→ Problem: Write out, word for word, the part of the data that opens with the line containing "of the bark" and closes with the line containing "[(142, 124)]", including both of those lines.

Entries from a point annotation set
■ ■ ■ ■ ■ ■ ■
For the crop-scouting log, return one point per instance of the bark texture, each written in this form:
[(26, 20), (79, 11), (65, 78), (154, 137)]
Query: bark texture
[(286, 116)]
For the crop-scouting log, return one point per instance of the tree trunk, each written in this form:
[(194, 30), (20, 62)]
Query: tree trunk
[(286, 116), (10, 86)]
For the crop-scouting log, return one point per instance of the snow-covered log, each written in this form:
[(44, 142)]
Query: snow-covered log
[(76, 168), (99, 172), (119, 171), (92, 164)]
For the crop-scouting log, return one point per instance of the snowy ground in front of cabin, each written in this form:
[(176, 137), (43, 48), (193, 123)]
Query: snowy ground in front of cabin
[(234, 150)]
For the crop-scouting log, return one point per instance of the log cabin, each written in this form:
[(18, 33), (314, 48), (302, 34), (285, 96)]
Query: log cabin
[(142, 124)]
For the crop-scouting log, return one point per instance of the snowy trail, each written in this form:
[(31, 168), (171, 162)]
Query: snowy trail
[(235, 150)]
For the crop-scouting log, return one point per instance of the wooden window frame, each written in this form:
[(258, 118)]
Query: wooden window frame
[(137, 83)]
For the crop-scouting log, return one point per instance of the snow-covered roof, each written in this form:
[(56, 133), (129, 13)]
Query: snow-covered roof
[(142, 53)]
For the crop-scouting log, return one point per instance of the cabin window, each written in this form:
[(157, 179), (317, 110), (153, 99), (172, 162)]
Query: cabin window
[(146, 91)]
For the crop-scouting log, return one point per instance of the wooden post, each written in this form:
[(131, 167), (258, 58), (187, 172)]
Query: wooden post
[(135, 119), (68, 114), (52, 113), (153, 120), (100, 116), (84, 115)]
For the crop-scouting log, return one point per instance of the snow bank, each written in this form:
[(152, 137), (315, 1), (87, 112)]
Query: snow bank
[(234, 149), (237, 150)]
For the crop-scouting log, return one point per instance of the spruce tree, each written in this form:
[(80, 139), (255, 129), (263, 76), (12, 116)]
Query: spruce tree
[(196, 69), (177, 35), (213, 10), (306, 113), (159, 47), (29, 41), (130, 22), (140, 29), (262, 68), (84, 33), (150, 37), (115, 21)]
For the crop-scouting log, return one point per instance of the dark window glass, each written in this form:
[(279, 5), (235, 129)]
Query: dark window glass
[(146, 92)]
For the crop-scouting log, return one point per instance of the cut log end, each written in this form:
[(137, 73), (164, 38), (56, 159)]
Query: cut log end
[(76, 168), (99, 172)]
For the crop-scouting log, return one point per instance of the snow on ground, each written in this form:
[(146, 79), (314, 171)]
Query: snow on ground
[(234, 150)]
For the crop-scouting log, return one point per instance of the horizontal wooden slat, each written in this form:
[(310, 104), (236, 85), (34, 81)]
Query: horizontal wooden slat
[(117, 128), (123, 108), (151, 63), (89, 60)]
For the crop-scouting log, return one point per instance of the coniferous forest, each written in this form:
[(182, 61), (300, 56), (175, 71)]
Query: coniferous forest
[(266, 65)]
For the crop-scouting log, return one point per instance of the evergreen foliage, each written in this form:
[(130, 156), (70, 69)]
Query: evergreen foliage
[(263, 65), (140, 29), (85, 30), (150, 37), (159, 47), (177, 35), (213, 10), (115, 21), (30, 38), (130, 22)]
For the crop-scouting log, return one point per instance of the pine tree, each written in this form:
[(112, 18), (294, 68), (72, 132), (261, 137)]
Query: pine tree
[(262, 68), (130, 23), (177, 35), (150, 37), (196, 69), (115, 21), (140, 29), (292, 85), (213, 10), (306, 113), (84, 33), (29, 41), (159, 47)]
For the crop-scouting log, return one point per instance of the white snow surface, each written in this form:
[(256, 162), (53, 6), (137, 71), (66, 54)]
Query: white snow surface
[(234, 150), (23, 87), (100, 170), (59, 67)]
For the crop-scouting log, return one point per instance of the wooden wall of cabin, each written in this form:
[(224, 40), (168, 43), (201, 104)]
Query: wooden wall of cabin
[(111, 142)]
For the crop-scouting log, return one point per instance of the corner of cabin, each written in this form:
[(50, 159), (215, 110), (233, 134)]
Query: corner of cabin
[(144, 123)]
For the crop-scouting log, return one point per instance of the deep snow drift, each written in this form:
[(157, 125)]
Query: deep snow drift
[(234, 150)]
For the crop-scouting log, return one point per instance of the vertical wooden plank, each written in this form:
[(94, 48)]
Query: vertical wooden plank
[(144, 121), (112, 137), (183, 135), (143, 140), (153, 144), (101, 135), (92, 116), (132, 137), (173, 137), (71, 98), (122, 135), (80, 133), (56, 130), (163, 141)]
■ ■ ■ ■ ■ ■ ■
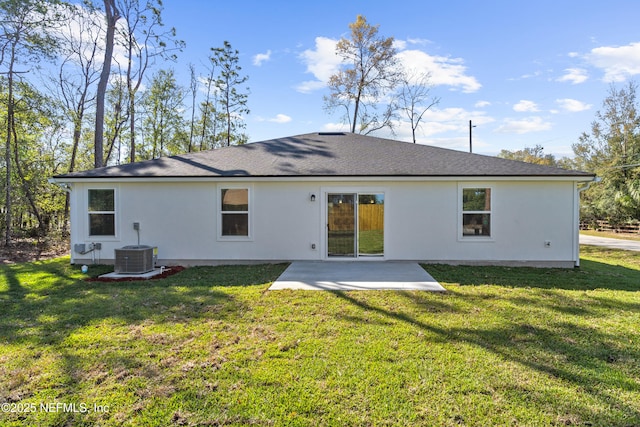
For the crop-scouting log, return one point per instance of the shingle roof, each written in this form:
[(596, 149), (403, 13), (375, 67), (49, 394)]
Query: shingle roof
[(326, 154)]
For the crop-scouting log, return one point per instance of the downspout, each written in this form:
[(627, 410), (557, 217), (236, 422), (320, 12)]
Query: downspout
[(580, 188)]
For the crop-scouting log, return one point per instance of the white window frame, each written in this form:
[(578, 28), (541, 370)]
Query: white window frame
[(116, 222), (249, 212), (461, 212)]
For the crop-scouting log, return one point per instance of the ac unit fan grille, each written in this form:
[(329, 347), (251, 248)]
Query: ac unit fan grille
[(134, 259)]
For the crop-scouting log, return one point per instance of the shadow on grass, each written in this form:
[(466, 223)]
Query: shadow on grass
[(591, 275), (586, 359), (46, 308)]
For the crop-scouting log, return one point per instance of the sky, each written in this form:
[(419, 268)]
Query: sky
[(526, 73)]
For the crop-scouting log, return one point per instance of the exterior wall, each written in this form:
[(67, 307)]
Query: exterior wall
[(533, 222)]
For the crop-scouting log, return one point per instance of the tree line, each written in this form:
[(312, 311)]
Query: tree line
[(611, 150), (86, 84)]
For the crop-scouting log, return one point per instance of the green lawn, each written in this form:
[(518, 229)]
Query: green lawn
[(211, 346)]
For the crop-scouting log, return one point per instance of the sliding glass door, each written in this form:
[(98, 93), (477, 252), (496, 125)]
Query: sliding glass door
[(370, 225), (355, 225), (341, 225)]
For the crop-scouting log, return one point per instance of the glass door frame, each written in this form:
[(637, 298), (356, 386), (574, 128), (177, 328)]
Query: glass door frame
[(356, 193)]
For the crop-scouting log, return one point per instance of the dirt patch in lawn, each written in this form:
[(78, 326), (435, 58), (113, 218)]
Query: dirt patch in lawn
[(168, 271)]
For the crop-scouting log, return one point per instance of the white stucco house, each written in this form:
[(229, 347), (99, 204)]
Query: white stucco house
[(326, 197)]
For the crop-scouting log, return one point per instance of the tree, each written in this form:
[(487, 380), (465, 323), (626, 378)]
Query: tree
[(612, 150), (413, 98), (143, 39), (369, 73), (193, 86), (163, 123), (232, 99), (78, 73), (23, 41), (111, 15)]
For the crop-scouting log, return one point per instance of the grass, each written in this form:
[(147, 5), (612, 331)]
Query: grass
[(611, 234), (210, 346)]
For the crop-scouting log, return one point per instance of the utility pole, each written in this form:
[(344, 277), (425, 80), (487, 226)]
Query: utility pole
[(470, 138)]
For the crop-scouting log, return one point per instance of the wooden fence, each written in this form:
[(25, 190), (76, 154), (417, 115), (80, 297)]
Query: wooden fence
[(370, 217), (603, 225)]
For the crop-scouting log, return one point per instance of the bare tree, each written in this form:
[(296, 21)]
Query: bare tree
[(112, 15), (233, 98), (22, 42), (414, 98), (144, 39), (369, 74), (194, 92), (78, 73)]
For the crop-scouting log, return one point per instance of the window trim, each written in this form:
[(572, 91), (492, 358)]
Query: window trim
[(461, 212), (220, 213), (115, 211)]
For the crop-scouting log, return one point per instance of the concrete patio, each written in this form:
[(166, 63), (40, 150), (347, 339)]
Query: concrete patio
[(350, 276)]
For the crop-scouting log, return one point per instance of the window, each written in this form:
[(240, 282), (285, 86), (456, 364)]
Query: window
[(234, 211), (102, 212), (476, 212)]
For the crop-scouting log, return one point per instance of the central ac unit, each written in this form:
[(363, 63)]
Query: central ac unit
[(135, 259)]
■ ■ ■ ■ ■ ■ ■
→ Final result:
For the crop-scouting log, return one point per instance of the bark texture, each written in this form:
[(26, 20), (79, 11), (65, 78), (154, 137)]
Query: bark texture
[(286, 116)]
For the crop-scouting log, return one point per instance of the tree trunk, each written in this form:
[(194, 30), (20, 62)]
Query: tree trunk
[(286, 116), (10, 86)]
For the crop-scouting log, return one point per instance of the snow-covered log, each written in this form:
[(44, 142)]
Query: snow-covered log
[(76, 168), (99, 172), (119, 171), (92, 164)]
For the crop-scouting log, return one point per instance of the snowy ground in front of cabin, each written in this form:
[(176, 137), (43, 48), (193, 123)]
Query: snowy ground in front of cabin
[(234, 150)]
For the crop-scouting log, return one point per instance of the log cabin, each written in this form:
[(18, 33), (314, 48), (302, 34), (285, 96)]
Query: log cabin
[(142, 124)]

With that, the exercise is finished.